If there's one fool for you then I am it, Janet
Now I've one thing to say and that's
Dammit Janet, I love you!
Em meio a vários títulos inesquecíveis, nenhum foi tão singular ou chocante quanto The Rocky Horror Picture Show (1975). Narrado por um criminalista (Charles Gray), o filme acompanha o jovem e virginal casal Brad Majors (Barry Bostwick) e Janet Weiss (Susan Sarandon), que após noivarem decidem visitar o dr Everett Von Scott (Jonathan Adams), professor em cujas aulas eles se conheceram e se apaixonaram. As primeiras cenas são suficientes para traçar um perfil dos dois: inocentes, sonhadores e reprimidos - um perfeito estereótipo de um padrão esperado pela sociedade. Enfim, quando Brad e Janet estão na estrada, em meio a um temporal, um pneu do carro fura e eles saem na chuva em busca de ajuda.

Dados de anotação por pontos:
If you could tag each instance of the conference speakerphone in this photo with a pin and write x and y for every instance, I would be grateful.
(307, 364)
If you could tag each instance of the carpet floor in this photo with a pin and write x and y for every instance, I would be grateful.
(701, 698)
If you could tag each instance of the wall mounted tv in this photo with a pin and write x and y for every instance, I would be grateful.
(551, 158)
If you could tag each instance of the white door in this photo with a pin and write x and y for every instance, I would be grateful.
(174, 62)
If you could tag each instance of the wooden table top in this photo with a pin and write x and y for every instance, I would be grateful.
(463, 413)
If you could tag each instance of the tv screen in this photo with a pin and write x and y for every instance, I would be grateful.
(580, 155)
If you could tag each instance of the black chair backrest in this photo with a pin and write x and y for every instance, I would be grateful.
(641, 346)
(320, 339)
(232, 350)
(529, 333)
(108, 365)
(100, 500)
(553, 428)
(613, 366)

Suas tarefas —
[1] No texto sobre The Rocky Horror Picture Show, por que Brad e Janet saem do carro no meio do temporal? Responda em uma a três frases.
[2] Prossiga com o texto sobre The Rocky Horror Picture Show a partir da última frase.
Os registros foram tirados de outra fonte.

Respostas por tarefa —
[1] Um pneu do carro fura enquanto os dois estão na estrada, no meio do temporal. Por isso, eles saem na chuva para procurar ajuda.

[2]
It's just a jump to the left, and then a step to the right (...)
You're spaced out on sensation, like you're under sedation
Let's do the Time Warp again!
Nosso casal de heróis chega a um castelo onde pretendiam se proteger da chuva enquanto esperavam ajuda de alguém. Eles são recebidos pelo sombrio mordomo Riff-Raff (Richard O'Brien), pela irmã dele, a empregada Magenta (Patricia Quinn) e pela copeira Columbia (Little Nell), e se inicialmente acharam o lugar assustador, a impressão passou a ser de bizarrice quando eles entram num salão e veem várias pessoas dançando a Dobra temporal (Time warp), literalmente uma dança do acasalamento. Mas bizarra e chocante mesmo é a chegada do anfitrião da casa, o dr Frank-N-Furter (Tim Curry), um "doce travesti da Transilvânia Transexual" - aparece meio vampiresco, com uma capa enorme, e se revela mais divo que muita drag ao ficar de collant e cinta-liga.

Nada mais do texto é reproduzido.